**About this exercise**
An unchanged copy of all the lines below is expected, and it should contain no pictures.

-- Data excerpts follows --

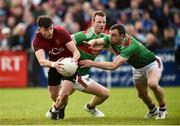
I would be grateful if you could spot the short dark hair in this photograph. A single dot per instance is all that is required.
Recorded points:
(99, 13)
(119, 27)
(44, 21)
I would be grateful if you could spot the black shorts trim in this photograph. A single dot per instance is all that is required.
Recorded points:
(54, 78)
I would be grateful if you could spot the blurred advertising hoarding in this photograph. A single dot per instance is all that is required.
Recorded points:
(13, 69)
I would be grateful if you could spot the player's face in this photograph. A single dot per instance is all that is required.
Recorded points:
(99, 24)
(46, 32)
(115, 37)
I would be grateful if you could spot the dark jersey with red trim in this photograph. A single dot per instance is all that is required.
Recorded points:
(138, 56)
(55, 47)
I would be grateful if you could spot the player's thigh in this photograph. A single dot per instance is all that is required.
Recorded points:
(96, 89)
(153, 76)
(142, 89)
(67, 87)
(53, 90)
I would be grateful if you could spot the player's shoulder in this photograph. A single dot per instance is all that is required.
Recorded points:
(37, 38)
(59, 28)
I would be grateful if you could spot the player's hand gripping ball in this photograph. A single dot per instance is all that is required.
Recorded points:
(69, 67)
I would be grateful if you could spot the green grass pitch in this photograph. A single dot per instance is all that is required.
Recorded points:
(28, 107)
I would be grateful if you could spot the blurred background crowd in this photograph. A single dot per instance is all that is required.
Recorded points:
(156, 23)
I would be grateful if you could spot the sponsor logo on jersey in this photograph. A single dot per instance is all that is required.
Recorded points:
(56, 51)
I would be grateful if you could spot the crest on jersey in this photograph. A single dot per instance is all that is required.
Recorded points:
(58, 42)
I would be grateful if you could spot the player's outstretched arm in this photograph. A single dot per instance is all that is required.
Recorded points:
(72, 47)
(95, 42)
(40, 54)
(104, 65)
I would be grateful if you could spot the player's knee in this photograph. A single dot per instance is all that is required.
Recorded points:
(54, 96)
(106, 94)
(153, 84)
(64, 96)
(141, 95)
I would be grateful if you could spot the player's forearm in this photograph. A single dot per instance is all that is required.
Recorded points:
(46, 63)
(76, 55)
(103, 65)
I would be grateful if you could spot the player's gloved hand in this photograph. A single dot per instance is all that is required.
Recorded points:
(85, 63)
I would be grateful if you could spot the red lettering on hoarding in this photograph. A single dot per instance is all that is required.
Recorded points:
(13, 69)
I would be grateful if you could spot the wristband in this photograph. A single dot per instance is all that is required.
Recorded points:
(52, 64)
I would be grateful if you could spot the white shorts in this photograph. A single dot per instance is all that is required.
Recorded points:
(140, 75)
(82, 82)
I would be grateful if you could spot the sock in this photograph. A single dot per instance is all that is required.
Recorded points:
(152, 107)
(90, 107)
(54, 109)
(162, 108)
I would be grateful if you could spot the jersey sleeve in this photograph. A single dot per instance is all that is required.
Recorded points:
(79, 37)
(66, 35)
(127, 52)
(62, 31)
(36, 43)
(107, 41)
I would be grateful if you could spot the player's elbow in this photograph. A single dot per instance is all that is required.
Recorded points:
(113, 66)
(41, 62)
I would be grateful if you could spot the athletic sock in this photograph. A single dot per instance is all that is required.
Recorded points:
(90, 107)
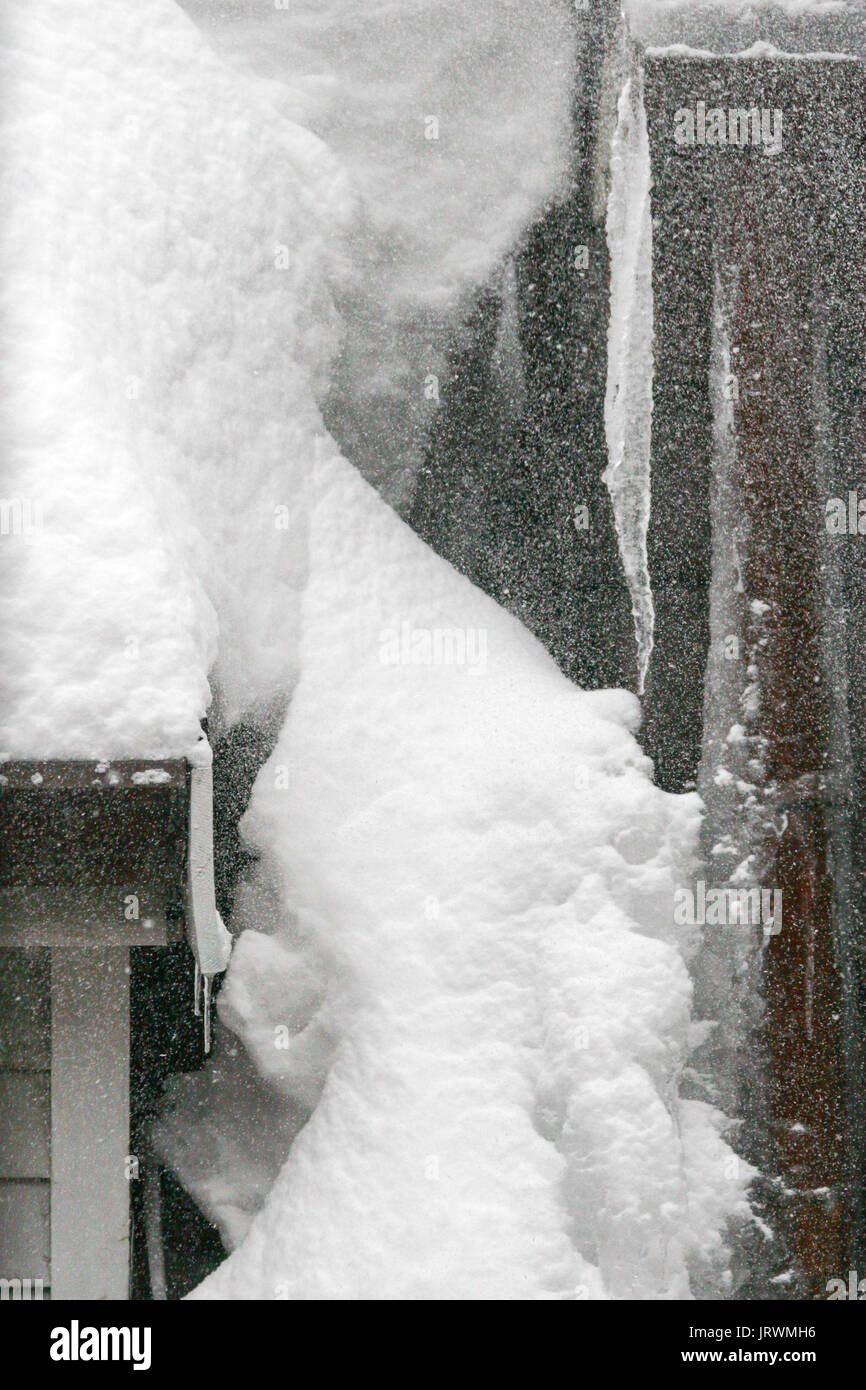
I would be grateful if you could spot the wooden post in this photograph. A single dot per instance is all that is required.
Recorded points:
(780, 234)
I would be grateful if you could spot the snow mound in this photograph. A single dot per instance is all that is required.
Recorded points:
(460, 966)
(166, 248)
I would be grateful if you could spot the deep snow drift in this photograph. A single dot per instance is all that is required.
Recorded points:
(166, 243)
(460, 995)
(453, 121)
(466, 880)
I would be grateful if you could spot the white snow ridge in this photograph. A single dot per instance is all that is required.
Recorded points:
(458, 1011)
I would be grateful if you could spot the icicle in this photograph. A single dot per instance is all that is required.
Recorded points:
(628, 398)
(508, 355)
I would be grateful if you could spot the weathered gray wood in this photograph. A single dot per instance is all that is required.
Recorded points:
(91, 1122)
(25, 1019)
(128, 915)
(24, 1230)
(25, 1125)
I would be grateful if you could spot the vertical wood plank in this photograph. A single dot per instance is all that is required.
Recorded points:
(89, 1122)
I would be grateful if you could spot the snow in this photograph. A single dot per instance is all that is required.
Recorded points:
(628, 398)
(442, 203)
(160, 380)
(458, 1009)
(459, 979)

-- Data excerpts concluded --

**Exercise solution**
I would be grateful if you could spot the short dark hair in this photograph. A single dot per instance is all that is required.
Recorded points:
(99, 13)
(119, 27)
(44, 21)
I would be grateful if you could spot the black shorts trim in this photograph. A single dot per instance is all that is required.
Recorded points:
(54, 78)
I would be grateful if you could spot the blurred advertising hoarding in this photograph. A single dot per instance is all that is required.
Recorded points:
(13, 69)
I would be grateful if you could spot the player's face in this photograph. A single dot per instance is all that is required.
Recorded points:
(99, 24)
(46, 32)
(115, 37)
I would be grateful if you could spot the dark jersey with red trim in this photograph. A single dot per instance is all that is required.
Recorded points:
(138, 56)
(55, 47)
I would be grateful if you could spot the player's thigh in this photograph. A single dot per instance is all that is required.
Recorded points:
(96, 89)
(153, 76)
(142, 89)
(67, 87)
(53, 90)
I would be grateful if you could spot the player's shoulder in this photograph. A single dot per instance is all that is required.
Recorded points:
(37, 38)
(59, 28)
I would be grateful if you could spot the player's hand gripping ball in this photograph. A single dot per instance is all that is required.
Recorded points:
(69, 67)
I would be grateful if you could spot the green grass pitch in this photograph. A single dot per instance is all that is required.
Recorded points:
(28, 107)
I would be grateful if you could spot the blurred background crowd in this photograph. A single dot per instance is all that is required.
Recorded points:
(156, 23)
I would be grateful if you could spot the sponsor logo on jersey in this photograph. A single dot per instance is all that is required.
Recorded points:
(56, 51)
I would be grateful if you could spot the crest on jersey in this photograph. A single dot per instance is all that is required.
Recorded points:
(58, 42)
I would be grateful if you could spot the player's outstretched arm in this photograph. A single dot per instance is all that is required.
Recorded points:
(72, 47)
(95, 42)
(40, 54)
(104, 65)
I would be grateful if you could spot the player's knee in this photograph. A single dot per instance is all that is required.
Recorded points:
(54, 96)
(106, 94)
(153, 84)
(64, 96)
(141, 95)
I would be grateful if you could spot the player's forearm in this photograph. A single dot per instance is all that is required.
Recorded points:
(46, 63)
(76, 55)
(103, 65)
I would be grateful if you could spot the player's gloved hand in this photograph. A single dot per instance is all that is required.
Recorded points:
(85, 63)
I would be grateful if you could spot the red lettering on hoarding in this photograph. A single dot per instance is all that is required.
Recorded points:
(13, 69)
I would be grateful if you could spot the wristband in this photograph. A single dot per instance is all that is required.
Recorded points:
(52, 64)
I would be grateful if you could spot the white shorts in this photograph. A single dot per instance is all that is required.
Recorded points:
(140, 75)
(82, 82)
I would be grateful if you could spot the sock in this photograph. A single dot per instance is all that is required.
Recorded points:
(152, 107)
(90, 107)
(54, 109)
(162, 108)
I would be grateful if you could spot the jersey sleeve in this photograph. A single dot per instance is all that is required.
Recorded points:
(79, 37)
(66, 35)
(127, 52)
(62, 31)
(36, 43)
(107, 41)
I would be grateful if you could spot the player's elbow in this photograph. A single dot per instance is all that is required.
Recorded points:
(113, 66)
(41, 62)
I would be grateful if you could spot the athletic sock in this photograph. A single dot per instance is all that is required.
Recorded points:
(90, 107)
I would be grateful if you could spot the wooden post in this photograph. A single dot per instance is all that is required.
Recorded points:
(780, 234)
I would be grateful if you could spot the snow mound in this photograph. A single dot per instance is all that is required.
Recorded points:
(460, 966)
(166, 248)
I would be grateful if you could spot the deep snow drift in this photograph. A single dot per instance is all that is required.
Recorded points:
(166, 243)
(460, 995)
(453, 121)
(466, 880)
I would be grateful if you could spot the white snow ridge in this photograph. A single dot per instance is all that is required.
Recorded points:
(458, 1011)
I would be grateful if you could spot the icicle in this photograph. A single dot per instance is all that is required.
Recorded points:
(628, 398)
(508, 355)
I would be grateful if you could spot the weathered gray wood in this photograph. A single dot per instance is all that is required.
Recorded points:
(91, 1122)
(25, 1019)
(128, 915)
(24, 1230)
(25, 1125)
I would be grateful if you could spot the vertical wood plank in this photograph. A single dot per instance is all that is required.
Recorded points:
(89, 1122)
I would be grateful if you could spot the snow in this photograph. A single dot per instance is all that is required.
Recorded points:
(628, 398)
(442, 203)
(160, 380)
(458, 1009)
(459, 979)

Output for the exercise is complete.